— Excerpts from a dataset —
*** Begin section ***

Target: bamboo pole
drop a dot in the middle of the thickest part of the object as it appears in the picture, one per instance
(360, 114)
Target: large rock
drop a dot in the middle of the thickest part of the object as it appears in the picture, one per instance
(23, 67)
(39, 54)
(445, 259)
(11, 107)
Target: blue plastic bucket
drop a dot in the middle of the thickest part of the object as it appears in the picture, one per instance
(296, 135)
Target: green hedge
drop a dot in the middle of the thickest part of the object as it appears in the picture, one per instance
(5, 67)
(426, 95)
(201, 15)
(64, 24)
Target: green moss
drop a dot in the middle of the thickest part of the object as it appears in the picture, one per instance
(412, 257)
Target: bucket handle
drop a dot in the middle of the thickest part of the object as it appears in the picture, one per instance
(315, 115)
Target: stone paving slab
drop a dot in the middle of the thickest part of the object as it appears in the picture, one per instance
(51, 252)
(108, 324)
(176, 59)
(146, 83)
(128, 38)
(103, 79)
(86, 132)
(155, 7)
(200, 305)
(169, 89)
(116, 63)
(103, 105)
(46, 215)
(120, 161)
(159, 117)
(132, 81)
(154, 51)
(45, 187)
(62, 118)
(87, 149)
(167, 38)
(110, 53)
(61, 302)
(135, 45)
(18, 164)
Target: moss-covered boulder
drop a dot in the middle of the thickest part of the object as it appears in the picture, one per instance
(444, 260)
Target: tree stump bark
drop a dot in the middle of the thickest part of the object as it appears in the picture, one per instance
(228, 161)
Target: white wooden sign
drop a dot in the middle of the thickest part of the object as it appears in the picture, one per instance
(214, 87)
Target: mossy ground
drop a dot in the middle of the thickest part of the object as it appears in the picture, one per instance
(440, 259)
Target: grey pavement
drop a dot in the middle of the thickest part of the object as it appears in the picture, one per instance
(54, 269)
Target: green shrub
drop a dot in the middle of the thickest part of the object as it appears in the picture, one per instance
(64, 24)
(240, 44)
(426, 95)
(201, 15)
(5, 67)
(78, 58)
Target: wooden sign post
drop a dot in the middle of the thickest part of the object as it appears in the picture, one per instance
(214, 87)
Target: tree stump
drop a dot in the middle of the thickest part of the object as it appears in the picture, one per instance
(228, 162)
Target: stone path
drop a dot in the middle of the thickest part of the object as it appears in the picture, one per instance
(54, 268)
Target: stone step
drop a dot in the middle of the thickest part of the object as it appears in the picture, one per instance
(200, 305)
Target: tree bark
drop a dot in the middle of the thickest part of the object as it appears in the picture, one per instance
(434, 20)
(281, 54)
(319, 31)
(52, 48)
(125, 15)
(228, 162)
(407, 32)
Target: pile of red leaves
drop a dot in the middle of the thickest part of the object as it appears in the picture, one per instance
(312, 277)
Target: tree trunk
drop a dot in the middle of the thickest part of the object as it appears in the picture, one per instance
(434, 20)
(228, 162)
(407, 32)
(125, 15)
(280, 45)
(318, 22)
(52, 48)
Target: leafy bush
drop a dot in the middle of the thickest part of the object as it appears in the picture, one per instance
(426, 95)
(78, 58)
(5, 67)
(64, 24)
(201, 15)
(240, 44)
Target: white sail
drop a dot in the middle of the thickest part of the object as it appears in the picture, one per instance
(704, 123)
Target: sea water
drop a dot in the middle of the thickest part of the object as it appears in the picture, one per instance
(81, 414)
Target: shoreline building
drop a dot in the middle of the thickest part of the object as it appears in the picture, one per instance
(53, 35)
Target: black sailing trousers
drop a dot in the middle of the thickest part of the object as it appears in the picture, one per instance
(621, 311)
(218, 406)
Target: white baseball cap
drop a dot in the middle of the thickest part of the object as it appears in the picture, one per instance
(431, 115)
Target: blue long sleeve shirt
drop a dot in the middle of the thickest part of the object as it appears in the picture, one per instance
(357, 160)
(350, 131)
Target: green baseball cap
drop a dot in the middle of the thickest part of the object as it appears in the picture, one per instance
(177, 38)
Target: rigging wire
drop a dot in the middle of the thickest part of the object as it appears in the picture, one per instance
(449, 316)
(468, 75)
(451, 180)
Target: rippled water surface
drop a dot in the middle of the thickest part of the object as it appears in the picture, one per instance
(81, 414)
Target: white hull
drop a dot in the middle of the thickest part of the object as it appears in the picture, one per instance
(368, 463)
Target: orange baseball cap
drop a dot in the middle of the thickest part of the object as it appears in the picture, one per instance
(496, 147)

*** End section ***

— Task —
After the last line, print all the entries once again, unchanged.

— Your solution —
Target: bamboo pole
drop a dot in the middle of the thickest part of the object as it appears in the picture, one per instance
(360, 114)
Target: large rock
drop a dot in the middle of the thickest part of the object as it appears in the picture, one per instance
(23, 67)
(39, 54)
(445, 259)
(11, 107)
Target: blue plastic bucket
drop a dot in the middle of the thickest part of the object as it appears in the picture, one per instance
(296, 135)
Target: green hedge
drop a dot in the middle of the thickest part of the object as it appears in the picture, one per instance
(5, 67)
(426, 95)
(201, 15)
(64, 24)
Target: green moss
drop a dot in the middle of the thickest part of the object as it appears in the picture, one per instance
(412, 257)
Target: bucket handle
drop a dot in the middle of the thickest part of the object as it appears in the picture, one per instance
(315, 115)
Target: stone paving slab
drop a dot in the middle of the thickest part of the object as it appears in the picture, one per instance
(51, 252)
(108, 324)
(176, 59)
(146, 83)
(128, 38)
(103, 79)
(86, 132)
(155, 7)
(200, 305)
(169, 89)
(116, 63)
(103, 105)
(46, 215)
(120, 161)
(159, 117)
(132, 81)
(154, 51)
(45, 187)
(62, 118)
(87, 149)
(167, 38)
(110, 53)
(61, 302)
(135, 45)
(18, 164)
Target: moss-covered boulder
drop a dot in the middle of the thickest part of the object as it appears in the picture, one per instance
(444, 260)
Target: tree stump bark
drop a dot in the middle of the thickest part of the object as it appears in the picture, one per instance
(228, 161)
Target: white wooden sign
drop a dot in the middle of the thickest part of the object as it appears in the picture, one per instance
(214, 87)
Target: mossy ground
drop a dot in the middle of the thickest part of the object as it appears in the picture, one per instance
(440, 259)
Target: grey pavement
drop a dot in the middle of the thickest part of the object as it appears in the picture, one per instance
(54, 269)
Target: green shrub
drop a dot in the middle of the thickest part of the object as it appears in the picture, one per instance
(64, 24)
(240, 44)
(426, 95)
(201, 15)
(5, 67)
(78, 58)
Target: wooden sign post
drop a dot in the middle of the thickest part of the object as it appears in the picture, one per instance
(214, 87)
Target: tree stump
drop a dot in the middle of the thickest part of the object as it appears in the picture, one per instance
(228, 162)
Target: stone path
drop a dot in the middle of the thickest part of the object as it appears in the picture, one per instance
(54, 268)
Target: stone step
drop a dot in the middle of the thickest part of the object as it appears in the picture, one per instance
(200, 305)
Target: tree bark
drop a dot in the middle of the thickest part of the object as it appears in the picture, one per instance
(434, 20)
(281, 54)
(319, 31)
(52, 48)
(125, 15)
(228, 162)
(407, 32)
Target: pile of red leaves
drop a dot in the middle of the thickest part of the object as it appears in the picture, one per instance
(312, 277)
Target: tree trunk
drop a dot in the middle of the thickest part of the object as it appears in the picture, one per instance
(434, 20)
(228, 162)
(407, 32)
(125, 15)
(280, 45)
(318, 22)
(52, 48)
Target: leafy bush
drop a dot in the middle of the thickest part of the object as it appears in the picture, one per instance
(426, 95)
(78, 58)
(5, 67)
(64, 24)
(201, 15)
(240, 44)
Target: white sail
drop a dot in the middle of the thickest part of the object as it appears in the picture, one per instance
(704, 123)
Target: sea water
drop a dot in the middle of the thickest part of the object as it appears in the picture, one per instance
(81, 414)
Target: shoreline building
drop a dot in the middle of the thickest part of the object as it appears in the picture, one per instance
(53, 35)
Target: black sailing trousers
drop a dot in the middle of the thickest part of the object as it appears in the picture, one per instance
(621, 311)
(218, 406)
Target: white baseball cap
drop a dot in the middle of the thickest part of the object as it appears in the picture, one per instance
(431, 115)
Target: blue long sleeve shirt
drop a dot in the middle of the thickest part of the object as it appears in the picture, one per instance
(357, 160)
(350, 131)
Target: green baseball cap
drop a dot in the middle of the thickest part of the object as it appears in the picture, one per instance
(177, 38)
Target: rigging wire
drop a dot in the middle of the thickest part of the object as it appears in the picture, one per instance
(449, 316)
(468, 75)
(451, 180)
Target: rippled water surface
drop a dot in the middle of the thickest part of the object as it appears in the picture, one per instance
(81, 414)
Target: white hull
drop a dot in the middle of the thickest part of the object as it appears in the picture, one per instance
(368, 463)
Target: orange baseball cap
drop a dot in the middle of the thickest part of the object as it appears in the picture, one per instance
(496, 147)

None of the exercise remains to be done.